- _REQUIRED ACTION_:
Could you output all of the records below exactly as they appear?

═════ GIVEN DATA ═════

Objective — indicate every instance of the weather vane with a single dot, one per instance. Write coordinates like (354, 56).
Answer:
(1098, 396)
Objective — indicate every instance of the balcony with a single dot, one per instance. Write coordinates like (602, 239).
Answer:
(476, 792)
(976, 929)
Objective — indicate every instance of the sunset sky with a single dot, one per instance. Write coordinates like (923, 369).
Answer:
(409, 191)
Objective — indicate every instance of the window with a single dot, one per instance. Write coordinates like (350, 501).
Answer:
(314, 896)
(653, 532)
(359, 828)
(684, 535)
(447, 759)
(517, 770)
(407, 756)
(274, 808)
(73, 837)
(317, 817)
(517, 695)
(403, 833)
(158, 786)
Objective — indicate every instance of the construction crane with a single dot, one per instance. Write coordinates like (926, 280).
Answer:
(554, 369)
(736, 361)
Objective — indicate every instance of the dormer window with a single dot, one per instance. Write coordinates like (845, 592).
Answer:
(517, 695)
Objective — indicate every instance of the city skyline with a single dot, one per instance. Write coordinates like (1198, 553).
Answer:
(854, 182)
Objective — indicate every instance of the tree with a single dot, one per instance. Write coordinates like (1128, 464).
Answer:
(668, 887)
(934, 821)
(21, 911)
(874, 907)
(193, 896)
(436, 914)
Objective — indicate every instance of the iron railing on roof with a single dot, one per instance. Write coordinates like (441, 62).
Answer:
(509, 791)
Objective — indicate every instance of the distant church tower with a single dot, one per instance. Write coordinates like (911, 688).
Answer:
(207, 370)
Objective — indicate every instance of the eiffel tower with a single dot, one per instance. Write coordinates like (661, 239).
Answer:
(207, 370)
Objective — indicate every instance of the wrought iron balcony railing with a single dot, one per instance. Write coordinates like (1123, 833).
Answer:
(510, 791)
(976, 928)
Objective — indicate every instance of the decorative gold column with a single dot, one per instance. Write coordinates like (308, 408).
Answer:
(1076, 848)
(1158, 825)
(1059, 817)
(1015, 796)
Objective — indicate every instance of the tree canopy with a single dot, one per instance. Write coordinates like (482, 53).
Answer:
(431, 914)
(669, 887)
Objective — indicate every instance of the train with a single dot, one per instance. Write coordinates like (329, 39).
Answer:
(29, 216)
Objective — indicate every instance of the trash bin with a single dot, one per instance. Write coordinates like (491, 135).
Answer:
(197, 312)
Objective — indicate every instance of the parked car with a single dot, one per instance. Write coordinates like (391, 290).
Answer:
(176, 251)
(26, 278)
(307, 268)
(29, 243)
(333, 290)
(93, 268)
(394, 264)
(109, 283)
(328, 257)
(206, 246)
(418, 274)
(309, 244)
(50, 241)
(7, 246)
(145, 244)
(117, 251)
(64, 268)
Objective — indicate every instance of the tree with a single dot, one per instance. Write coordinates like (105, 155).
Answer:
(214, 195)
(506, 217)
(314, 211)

═════

- _ANSWER SPACE_:
Objective — indicate every instance of the weather vane with a single dot, one per instance. Write coordinates like (354, 56).
Answer:
(1098, 396)
Objective — indicate every instance of the balcony with a single dot, one per instance. Write coordinates like (602, 239).
Answer:
(476, 792)
(976, 929)
Objective — indicate every instance of the sunset sky with a single dot, one per instance. Write coordinates like (923, 369).
Answer:
(409, 191)
Objective — indicate every instance of the window with a single dot, one per instance. Write coordinates like (350, 501).
Answer:
(314, 896)
(653, 532)
(359, 828)
(684, 535)
(447, 759)
(517, 770)
(407, 756)
(274, 808)
(73, 837)
(317, 817)
(517, 695)
(403, 833)
(158, 786)
Objective — indicate every instance of the construction crane with a single dot, one per instance. Write coordinates like (926, 280).
Answer:
(554, 369)
(736, 361)
Objective — indicate every instance of the dormer window with a single dot, one per instance. Write coordinates like (845, 592).
Answer:
(517, 695)
Objective — indicate every instance of the city skyline with a single dot, one per instance. Write coordinates like (1198, 553).
Answer:
(854, 182)
Objective — indicate every instance of the tree with a single dot, one per instance. Write coordinates like (1128, 464).
Answer:
(668, 887)
(934, 821)
(21, 911)
(874, 907)
(193, 896)
(436, 914)
Objective — indicate every instance of the iron railing on roof with a single dot, one per instance. Write coordinates like (441, 62).
Answer:
(509, 791)
Objective — indicate every instance of the distant church tower with a single dot, one per instance. Write coordinates like (911, 688).
Answer:
(207, 370)
Objective — indicate every instance of the eiffel tower with a single dot, one per instance. Write coordinates like (661, 239).
Answer:
(207, 370)
Objective — indicate every instance of the wrought iron balcony railing with a single dot, one per instance. Write coordinates like (1123, 833).
Answer:
(510, 791)
(976, 928)
Objective — indicate every instance of the decorative gold column with a single dot, one per instance. Write coordinates like (308, 408).
Answer:
(1076, 848)
(1158, 825)
(1059, 817)
(1015, 796)
Objective — indicate every instance of the tree canopy with a single dot, one per instance. Write coordinates like (482, 53).
Answer:
(431, 914)
(669, 887)
Objective — indicate every instance of the train with a single dot, one per instance. Write coordinates like (329, 39).
Answer:
(29, 216)
Objective — indicate every instance of the trash bin with a single dot, one per instance. Write coordinates like (491, 135).
Answer:
(197, 312)
Objective — indicate every instance of the parked car with a single dot, one per instance. Write coordinates like (391, 290).
Answer:
(176, 251)
(26, 278)
(307, 268)
(29, 243)
(333, 290)
(93, 268)
(394, 264)
(109, 283)
(328, 257)
(206, 246)
(418, 274)
(309, 244)
(50, 241)
(7, 246)
(145, 244)
(117, 251)
(64, 268)
Objective — indicate every instance of the tree with a single dot, one per instance. Write coordinates like (105, 155).
Answer:
(214, 195)
(506, 217)
(314, 211)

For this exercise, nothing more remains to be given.